Start of Quoted text
SELECT clauses
Select all instances of an entity
You can query all instances of an entity. For example, to return all instances of "Type1" records, use the query:
{
"select": {
"from": ["Type1"]
}
}
Note that the "from" element is an array type, allowing you to select multiple types. This does not mean the query can return all Type1 and Type2 instances. The array is used for joins.
Paging: start and limit
Paging may be needed in some use cases such as building a table. This can be done with "start" and "limit" elements.
For example, to return results which start with the first instance of "Type1" (index is 0 based), together with the next 10 instances, use the query:
{
"select": {
"from": ["Type1"],
"start": 0,
"limit": 10
}
}
-
Standard execution of such queries implies a creation of a list of size limit on the server side. If you specify a large value, it may lead to performance issues or an OutOfMemoryError. Therefore, make sure to use paging with relatively small values of limit.
- A limit of Integer.MAX_VALUE (2^31 -1) is considered by MDM code as "no limit". Make sure to use a streaming strategy instead of a list of results. However, this means a limit of (2^31 - 2) will try to create a list of that size (usually causing OutOfMemoryError).
Select field values
Instead of querying the whole record, you can query only one field in the record.
For example, to return values of "id" field of "Type1" type, use the query:
{
"select": {
"from": ["Type1"],
"fields": [
{"field": "Type1/id"}
]
}
}
To select more than one field, repeat the "field" element. For example, to return values of "id", "value1" and "value2" for each record of "Type1", use this query:
{
"select": {
"from": ["Type1"],
"fields": [
{"field": "Type1/id"},
{"field": "Type1/value1"},
{"field": "Type1/value2"}
]
}
}
Aliasing
For naming or client reasons, you may want to alias the returned element. Aliasing can help differentiate values in case of name collision. This can be achieved with the "alias" element.
For example, to return all "id" values in all Type1 instances, but instead of wrapping values inside an element "id", the wrapping element will be named "a", use the query:
{
"select": {
"from": ["Type1"],
"fields": [
{"field": "Type1/id"},
{
"alias": [
{"name": "a"},
{"field": "Type1/id"}
]
}
]
}
}
For example, use the query to return results with "Type1/containedField1/value1" wrapped in "v1" and "Type1/containedField2/value1" in "v2", thus avoiding the possible naming collision that both "Type1/containedField1/value1" and "Type1/containedField2/value1" would be returned wrapped in a "value1" element:
{
"select": {
"from": ["Type1"],
"fields": [
{
"alias": [
{"name": "v1"},
{"field": "Type1/containedField1/value1"}
]
},
{
"alias": [
{"name": "v2"},
{"field": "Type1/containedField2/value1"}
]
}
]
}
}
Distinct field values
You can use the "distinct" keyword to get all distinct values for an entity field.
For example:
{
"select": {
"from": ["Type1"],
"fields": [
{"distinct": {"field": "Type1/value1"}}
]
}
}
This query will return all distinct values for "value1" in type "Type1".
You can also alias a result using the "alias" element. For example:
{
"select": {
"from": ["Type1"],
"fields": [
{
"alias": [
{"name": "a0"},
{"distinct": {"field": "Type1/value1"}}
]
}
]
}
}
This returns all distinct values for "value1" but inside an element named "a0".
End of Quoted text
Start of Entries
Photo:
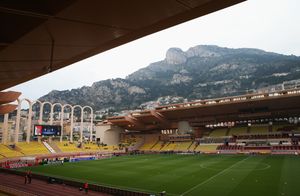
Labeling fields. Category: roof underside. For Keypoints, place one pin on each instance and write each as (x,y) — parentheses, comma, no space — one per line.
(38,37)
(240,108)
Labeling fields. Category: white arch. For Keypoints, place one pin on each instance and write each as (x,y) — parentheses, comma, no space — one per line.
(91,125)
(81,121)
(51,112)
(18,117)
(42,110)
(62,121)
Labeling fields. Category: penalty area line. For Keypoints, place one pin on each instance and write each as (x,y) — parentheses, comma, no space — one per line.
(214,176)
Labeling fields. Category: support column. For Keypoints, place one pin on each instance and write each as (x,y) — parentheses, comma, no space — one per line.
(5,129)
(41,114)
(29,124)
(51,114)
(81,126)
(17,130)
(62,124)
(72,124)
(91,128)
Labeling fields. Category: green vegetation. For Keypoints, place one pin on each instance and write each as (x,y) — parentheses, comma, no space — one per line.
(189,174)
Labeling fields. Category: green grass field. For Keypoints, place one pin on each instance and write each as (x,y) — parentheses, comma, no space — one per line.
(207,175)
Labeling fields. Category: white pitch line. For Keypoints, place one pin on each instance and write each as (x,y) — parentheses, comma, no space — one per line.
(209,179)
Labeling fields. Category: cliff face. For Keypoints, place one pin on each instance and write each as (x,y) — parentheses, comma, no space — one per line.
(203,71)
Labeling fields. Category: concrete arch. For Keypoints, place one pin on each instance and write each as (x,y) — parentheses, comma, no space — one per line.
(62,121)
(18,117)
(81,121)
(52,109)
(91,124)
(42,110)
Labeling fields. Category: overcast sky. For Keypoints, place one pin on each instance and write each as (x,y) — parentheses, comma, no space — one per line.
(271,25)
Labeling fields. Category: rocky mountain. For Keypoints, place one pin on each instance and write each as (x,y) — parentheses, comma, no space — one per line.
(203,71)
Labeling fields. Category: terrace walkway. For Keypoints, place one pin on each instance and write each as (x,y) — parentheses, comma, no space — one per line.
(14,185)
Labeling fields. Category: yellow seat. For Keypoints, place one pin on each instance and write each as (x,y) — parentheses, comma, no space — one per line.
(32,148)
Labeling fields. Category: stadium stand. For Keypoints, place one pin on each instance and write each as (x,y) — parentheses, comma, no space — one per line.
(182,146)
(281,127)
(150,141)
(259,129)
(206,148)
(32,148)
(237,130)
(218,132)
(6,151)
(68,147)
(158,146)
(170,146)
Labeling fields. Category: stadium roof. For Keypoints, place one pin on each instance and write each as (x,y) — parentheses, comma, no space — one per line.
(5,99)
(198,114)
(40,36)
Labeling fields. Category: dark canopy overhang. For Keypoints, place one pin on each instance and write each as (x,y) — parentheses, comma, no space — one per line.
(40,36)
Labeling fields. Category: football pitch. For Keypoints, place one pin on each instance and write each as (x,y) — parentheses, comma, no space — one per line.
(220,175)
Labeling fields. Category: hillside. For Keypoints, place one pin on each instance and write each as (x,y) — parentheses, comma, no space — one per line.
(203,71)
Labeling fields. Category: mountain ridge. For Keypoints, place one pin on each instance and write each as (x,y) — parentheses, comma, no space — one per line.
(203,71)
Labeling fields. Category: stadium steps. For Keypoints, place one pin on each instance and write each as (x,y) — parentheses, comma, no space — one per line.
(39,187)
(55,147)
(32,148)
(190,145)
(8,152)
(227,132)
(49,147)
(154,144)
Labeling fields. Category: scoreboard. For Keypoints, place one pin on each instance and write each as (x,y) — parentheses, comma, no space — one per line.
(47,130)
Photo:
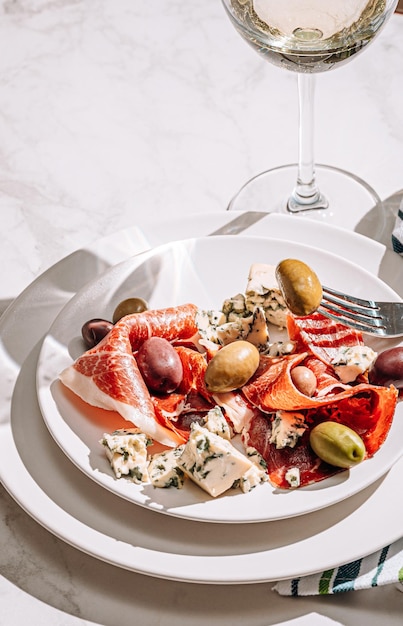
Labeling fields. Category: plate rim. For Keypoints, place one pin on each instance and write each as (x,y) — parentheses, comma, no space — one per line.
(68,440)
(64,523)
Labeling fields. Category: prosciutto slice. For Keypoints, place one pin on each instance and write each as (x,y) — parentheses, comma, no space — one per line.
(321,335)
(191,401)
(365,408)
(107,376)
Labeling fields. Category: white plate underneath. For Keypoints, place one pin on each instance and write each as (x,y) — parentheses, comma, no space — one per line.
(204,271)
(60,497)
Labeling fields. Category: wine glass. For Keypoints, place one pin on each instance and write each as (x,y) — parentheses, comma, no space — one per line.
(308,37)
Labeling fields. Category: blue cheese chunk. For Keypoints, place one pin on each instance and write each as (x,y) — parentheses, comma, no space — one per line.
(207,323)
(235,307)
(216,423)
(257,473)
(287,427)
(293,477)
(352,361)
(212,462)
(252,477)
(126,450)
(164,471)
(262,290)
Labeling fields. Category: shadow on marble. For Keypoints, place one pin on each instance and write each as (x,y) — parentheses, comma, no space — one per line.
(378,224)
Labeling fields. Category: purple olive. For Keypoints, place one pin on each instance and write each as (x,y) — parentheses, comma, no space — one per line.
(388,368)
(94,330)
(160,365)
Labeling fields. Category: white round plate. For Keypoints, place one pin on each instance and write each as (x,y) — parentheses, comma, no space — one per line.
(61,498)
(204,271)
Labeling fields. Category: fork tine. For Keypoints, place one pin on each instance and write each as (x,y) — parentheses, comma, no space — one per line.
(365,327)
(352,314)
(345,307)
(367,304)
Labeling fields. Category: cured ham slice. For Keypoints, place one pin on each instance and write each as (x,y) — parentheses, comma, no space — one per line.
End of Entries
Given task 1: Copy, without changes, everything in the text on select clauses from "For example, to return results" down to "(usually causing OutOfMemoryError).".
Given task 2: Carry the text on select clauses onward from the point at which it ends.
The rows come from a different source than the text on select clauses.

Written response 1:
For example, to return results which start with the first instance of "Type1" (index is 0 based), together with the next 10 instances, use the query:
{
"select": {
"from": ["Type1"],
"start": 0,
"limit": 10
}
}
-
Standard execution of such queries implies a creation of a list of size limit on the server side. If you specify a large value, it may lead to performance issues or an OutOfMemoryError. Therefore, make sure to use paging with relatively small values of limit.
- A limit of Integer.MAX_VALUE (2^31 -1) is considered by MDM code as "no limit". Make sure to use a streaming strategy instead of a list of results. However, this means a limit of (2^31 - 2) will try to create a list of that size (usually causing OutOfMemoryError).

Written response 2:
Count
You can count how many results are returned by a query.
For example, to count how many Type1 instances are available, use the query:
{
"select": {
"from": ["Type1"],
"fields": [
{"count": {}}
]
}
}
You can also combine the count operation with conditions to count how many instances match the specified criteria.
For example, to return how many instances of Type1 have a value1 greater than 1, use the query:
{
"select": {
"from": ["Type1"],
"fields": [
{"count": {}}
],
"where": {
"gt": [
{"field": "Type1/value1"},
{"value": "1"}
]
}
}
}
Count may also be used in order_by clauses.
Maximum and minimum
You can select the maximum and/or minimum value for a field in an entity.
For example, to retrieve the smallest value of "id" in the entity Type1, use the query:
{
"select": {
"from": ["Type1"],
"fields": [
{"min": {"field": "Type1/id"}}
]
}
}
For example, to retrieve the largest value of "id" in Type1, use the query:
{
"select": {
"from": ["Type1"],
"fields": [
{"max": {"field": "Type1/id"}}
]
}
}
For example, to retrieve both the largest and the smallest values of "id" in Type1, use the query:
{
"select": {
"from": ["Type1"],
"fields": [
{"max": {"field": "Type1/id"}},
{"min": {"field": "Type1/id"}}
]
}
}
Order by field's value
You can use as many "order by" clauses as needed in a query either in descending or ascending order to set the order in the returned result.
For example, to select all instances of Type1 and order results by id (from the largest to the smallest) and value1 (from the smallest to the largest), use the query:
{
"select": {
"from": ["Type1"],
"order_bys": [
{
"order_by": [
{"field": "Type1/id"},
{"direction": "DESC"}
]
},
{
"order_by": [
{"field": "Type1/value1"},
{"direction": "ASC"}
]
}
]
}
}
Order by field value occurrence
You can also order by field value occurrence so that the most common value is returned first down to the least common value (in case of DESC direction).
Here is one query example to return the most common value for "value1" down to the least common:
{
"select": {
"from": ["Type1"],
"fields": [
{"field": "Type1/value1"},
],
"order_bys": [
{
"order_by": [
{"count": {"field": "Type1/value1"}},
{"direction": "DESC"}
]
}
]
}
}
You can also include "limit" in the query to obtain the top N common values.
Here is one query example to obtain the top 10 values:
{
"select": {
"from": ["Type1"],
"fields": [
{"field": "Type1/value1"},
],
"order_bys": [
{
"order_by": [
{"count": {"field": "Type1/value1"}},
{"direction": "DESC"}
]
}
],
"limit": 10
}
}
Conditions
The following operands are available for use:
Query language operand |
Meaning |
---|---|
eq |
equals |
gt / gte |
greater than/greater than or equals |
lt / lte |
less than / less than or equals |
startsWith |
starts with |
contains |
contains |
isEmpty |
is empty ('') |
isNull |
is null |
in | specifies multiple values in a where clause |
full_text | performs a full text search |
Bear in mind the following:
- The structure is always "operand": { field, value }.
- The contains and full_text operands cannot be used together with other search operators. Since a full text search internally covers conditions from contains or full_text, these operands cannot be combined together.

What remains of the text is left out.